## TASK DESCRIPTION:
Every line of the records counts; transcribe each one exactly.

## EXCERPTED RECORDS:
··········
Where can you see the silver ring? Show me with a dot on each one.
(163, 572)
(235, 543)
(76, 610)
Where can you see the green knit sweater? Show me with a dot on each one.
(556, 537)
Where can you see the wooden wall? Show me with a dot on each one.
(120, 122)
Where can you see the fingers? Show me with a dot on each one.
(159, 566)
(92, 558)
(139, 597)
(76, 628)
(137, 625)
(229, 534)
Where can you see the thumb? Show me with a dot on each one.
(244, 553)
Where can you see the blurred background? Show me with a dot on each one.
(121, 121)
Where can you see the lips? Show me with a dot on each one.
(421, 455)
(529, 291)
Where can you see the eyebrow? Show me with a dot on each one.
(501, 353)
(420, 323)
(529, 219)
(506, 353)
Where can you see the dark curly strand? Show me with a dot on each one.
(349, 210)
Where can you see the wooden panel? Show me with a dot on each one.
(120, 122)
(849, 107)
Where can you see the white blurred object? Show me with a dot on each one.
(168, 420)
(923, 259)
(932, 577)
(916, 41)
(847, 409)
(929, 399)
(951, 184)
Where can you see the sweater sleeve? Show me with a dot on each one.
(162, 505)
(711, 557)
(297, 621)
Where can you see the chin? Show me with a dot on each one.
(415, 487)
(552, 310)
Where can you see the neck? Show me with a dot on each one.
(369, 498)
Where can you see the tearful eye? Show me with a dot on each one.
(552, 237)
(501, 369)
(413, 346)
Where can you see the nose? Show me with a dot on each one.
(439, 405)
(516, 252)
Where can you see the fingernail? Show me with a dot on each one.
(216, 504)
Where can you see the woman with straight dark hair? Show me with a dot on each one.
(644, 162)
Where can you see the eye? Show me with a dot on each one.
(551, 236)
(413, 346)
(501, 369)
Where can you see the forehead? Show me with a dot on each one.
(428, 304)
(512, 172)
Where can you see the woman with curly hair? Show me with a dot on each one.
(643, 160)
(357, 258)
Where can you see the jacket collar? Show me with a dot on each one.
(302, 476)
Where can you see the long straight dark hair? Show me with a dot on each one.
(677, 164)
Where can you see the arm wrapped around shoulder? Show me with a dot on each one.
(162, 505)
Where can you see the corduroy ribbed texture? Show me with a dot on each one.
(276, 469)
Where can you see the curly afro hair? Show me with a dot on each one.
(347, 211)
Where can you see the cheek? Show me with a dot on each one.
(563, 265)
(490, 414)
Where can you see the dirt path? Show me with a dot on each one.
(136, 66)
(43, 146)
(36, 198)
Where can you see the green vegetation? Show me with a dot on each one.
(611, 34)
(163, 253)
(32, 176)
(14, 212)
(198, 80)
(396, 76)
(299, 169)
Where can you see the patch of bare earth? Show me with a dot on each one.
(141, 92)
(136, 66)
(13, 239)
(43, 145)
··········
## WRITTEN RESPONSE:
Where can you see the silver ring? Show me with a dot on each one.
(163, 572)
(235, 543)
(76, 610)
Where can you see the green knit sweater? Show me with a dot on each one.
(556, 537)
Where can you see the wooden wall? Show me with a dot on each one.
(120, 122)
Where can you see the fingers? Show me with a dot on each one.
(159, 566)
(92, 558)
(139, 597)
(76, 628)
(137, 625)
(229, 534)
Where can you see the thumb? Show me with a dot on each one.
(244, 553)
Where can you see the blurred background? Show me with a dot on each one.
(121, 121)
Where can you see the lips? Show me with a dot on each one.
(421, 455)
(529, 291)
Where can you see the eyebrow? Show me with a dot on each one.
(501, 353)
(420, 323)
(529, 219)
(506, 353)
Where can you see the dark curly strand? Show me with a dot on each one.
(349, 210)
Where can you see the wooden panel? Show me with a dot on each one.
(120, 122)
(849, 107)
Where can you see the white blurred object? Show me with a dot on each one.
(168, 420)
(923, 259)
(932, 577)
(916, 41)
(847, 409)
(929, 399)
(951, 184)
Where can you see the sweater sleeve? Show me with a dot on each one.
(162, 505)
(711, 557)
(297, 621)
Where can you see the chin? Show me with a dot on each one.
(415, 487)
(552, 310)
Where can you see the neck? Show me with a dot on each one.
(369, 498)
Where can you see the tearful eye? Show me with a dot on each one.
(552, 237)
(501, 369)
(413, 346)
Where can you see the nose? Show me with a dot on each one.
(439, 405)
(516, 252)
Where can you see the fingernail? Show me with a dot on each one.
(216, 504)
Where can you see the woman with straight dark hair? Show me with a dot on each one.
(644, 162)
Where can you see the eye? Show me with a dot on each one.
(551, 236)
(413, 346)
(501, 369)
Where can you see the forehead? Show me with a dot on each one.
(428, 304)
(512, 172)
Where can you see the woman with curly hair? Show me with a dot on each one.
(643, 160)
(357, 258)
Where can you see the jacket collar? Show me with a dot on each one.
(302, 476)
Where can you see the long straight dark hair? Show me with a dot on each one.
(677, 164)
Where can you see the arm wrapped around shoulder? Show me with a dot on each one.
(162, 505)
Where can you see the corduroy ribbed texture? Show me with a dot on each one.
(276, 469)
Where can you see the curly afro hair? Show me with a dot on each one.
(347, 211)
Where can you see the cheek? Show me with a dot on each one.
(563, 265)
(490, 414)
Where can you see the dirt path? Show me with a dot on each one.
(136, 66)
(43, 146)
(36, 198)
Where can you see the green vegetation? Show me with a dot on each one.
(611, 34)
(163, 253)
(32, 176)
(14, 212)
(198, 80)
(396, 76)
(299, 169)
Where can you see the patch of bare earth? Show me with a dot on each one.
(141, 92)
(136, 66)
(13, 239)
(43, 145)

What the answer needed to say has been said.